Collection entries
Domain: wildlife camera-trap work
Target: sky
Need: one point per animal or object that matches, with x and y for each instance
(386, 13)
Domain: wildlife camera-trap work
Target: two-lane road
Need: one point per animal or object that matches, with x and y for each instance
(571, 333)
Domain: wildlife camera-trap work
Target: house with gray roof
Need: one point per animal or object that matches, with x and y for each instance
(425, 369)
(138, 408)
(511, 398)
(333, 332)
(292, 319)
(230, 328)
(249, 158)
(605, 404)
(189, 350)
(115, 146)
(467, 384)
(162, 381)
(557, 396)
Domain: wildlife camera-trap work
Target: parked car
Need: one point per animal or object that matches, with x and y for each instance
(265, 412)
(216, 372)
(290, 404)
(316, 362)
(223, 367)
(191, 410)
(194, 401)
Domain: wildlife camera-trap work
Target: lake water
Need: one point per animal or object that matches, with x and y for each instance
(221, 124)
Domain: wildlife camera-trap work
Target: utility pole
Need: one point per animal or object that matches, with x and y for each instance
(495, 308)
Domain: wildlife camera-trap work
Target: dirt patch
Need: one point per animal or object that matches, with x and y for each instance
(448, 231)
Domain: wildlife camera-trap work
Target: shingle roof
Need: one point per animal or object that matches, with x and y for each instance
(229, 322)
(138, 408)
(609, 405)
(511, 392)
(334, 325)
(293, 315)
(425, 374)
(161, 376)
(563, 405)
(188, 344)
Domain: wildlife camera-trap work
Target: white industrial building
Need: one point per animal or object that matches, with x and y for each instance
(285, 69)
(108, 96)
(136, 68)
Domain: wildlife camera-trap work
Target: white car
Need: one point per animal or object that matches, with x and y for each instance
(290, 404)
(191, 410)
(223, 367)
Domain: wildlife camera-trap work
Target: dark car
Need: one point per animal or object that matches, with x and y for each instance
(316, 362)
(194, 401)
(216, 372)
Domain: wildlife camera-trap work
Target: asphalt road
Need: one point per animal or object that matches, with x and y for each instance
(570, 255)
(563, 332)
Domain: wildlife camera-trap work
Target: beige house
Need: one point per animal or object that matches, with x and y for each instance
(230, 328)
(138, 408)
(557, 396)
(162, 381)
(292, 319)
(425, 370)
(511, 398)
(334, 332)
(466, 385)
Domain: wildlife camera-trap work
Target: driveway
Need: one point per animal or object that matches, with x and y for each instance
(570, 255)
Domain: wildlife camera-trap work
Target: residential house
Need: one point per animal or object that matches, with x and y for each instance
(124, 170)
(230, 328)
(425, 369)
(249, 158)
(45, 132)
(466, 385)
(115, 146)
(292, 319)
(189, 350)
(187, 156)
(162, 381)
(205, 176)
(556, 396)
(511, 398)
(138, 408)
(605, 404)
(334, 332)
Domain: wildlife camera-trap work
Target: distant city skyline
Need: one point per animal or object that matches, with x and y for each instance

Task details: From the records above, extract everything verbatim.

Result of the task:
Domain: wildlife camera-trap work
Target: sky
Need: one point per animal or object that matches, with x and y for each instance
(386, 13)
Domain: wildlife camera-trap work
Target: two-lane road
Need: one point per animal or object that matches, with x and y for each instance
(571, 333)
Domain: wildlife camera-trap work
Target: house with gray roof
Need: one point per animal or object that matches, with x and y for each instance
(425, 369)
(138, 408)
(511, 398)
(333, 332)
(292, 319)
(230, 328)
(249, 158)
(605, 404)
(189, 350)
(115, 146)
(467, 384)
(162, 381)
(557, 396)
Domain: wildlife camera-trap work
Target: parked car
Need: one point per animal or object that matches, with x and y for each instance
(265, 412)
(216, 372)
(290, 404)
(316, 362)
(223, 367)
(191, 410)
(194, 401)
Domain: wildlife camera-trap work
Target: lake water
Need: one point per animal or object that matches, with x and y for each instance
(221, 124)
Domain: wildlife camera-trap work
Target: utility pole
Need: one point per animal or object that matches, with x and y for each instance
(495, 308)
Domain: wildlife camera-trap work
Target: dirt patch
Need: one point per animal or object that matches, with x and y for each instance
(448, 231)
Domain: wildlife camera-trap work
Target: shingle roof
Need: one point per animal or object that matches, with x and y for each instance
(229, 322)
(138, 408)
(609, 405)
(511, 392)
(334, 325)
(293, 315)
(425, 374)
(161, 376)
(563, 405)
(188, 344)
Domain: wildlife camera-trap work
Target: white industrial building
Need: one point per animal or object that matches, with x and y for each instance
(285, 69)
(108, 96)
(136, 68)
Domain: wildlife camera-trap work
Target: white car
Need: one point per animal or object that matches, with x and y for each instance
(290, 404)
(191, 410)
(223, 367)
Domain: wildlife camera-trap work
Target: dark car
Need: one point per animal or object that matches, with x and y for each instance
(316, 362)
(194, 401)
(216, 372)
Domain: wildlife camera-trap work
Target: asphalt road
Need: one point per animal or object that matches, with x and y for each instance
(570, 255)
(563, 332)
Domain: wildlife camera-trap work
Target: beige house
Need: one point per animal or object that matches, with x and y for each instance
(230, 328)
(138, 408)
(557, 396)
(162, 381)
(292, 319)
(425, 370)
(511, 398)
(334, 332)
(466, 385)
Domain: wildlife camera-trap work
Target: driveway
Need: one point per animal or object that matches, with x and y for each instance
(570, 255)
Domain: wildlife camera-trap work
Target: residential house
Need: one point per animal or object that matches, with x and y for each instance
(124, 170)
(230, 328)
(425, 369)
(249, 158)
(45, 132)
(466, 385)
(115, 146)
(292, 319)
(189, 350)
(187, 156)
(162, 381)
(205, 176)
(556, 396)
(511, 398)
(138, 408)
(605, 404)
(334, 332)
Domain: wildlife camera-trap work
Target: distant city skyline
Need: one point per animal or object that matches, with x and y for each instance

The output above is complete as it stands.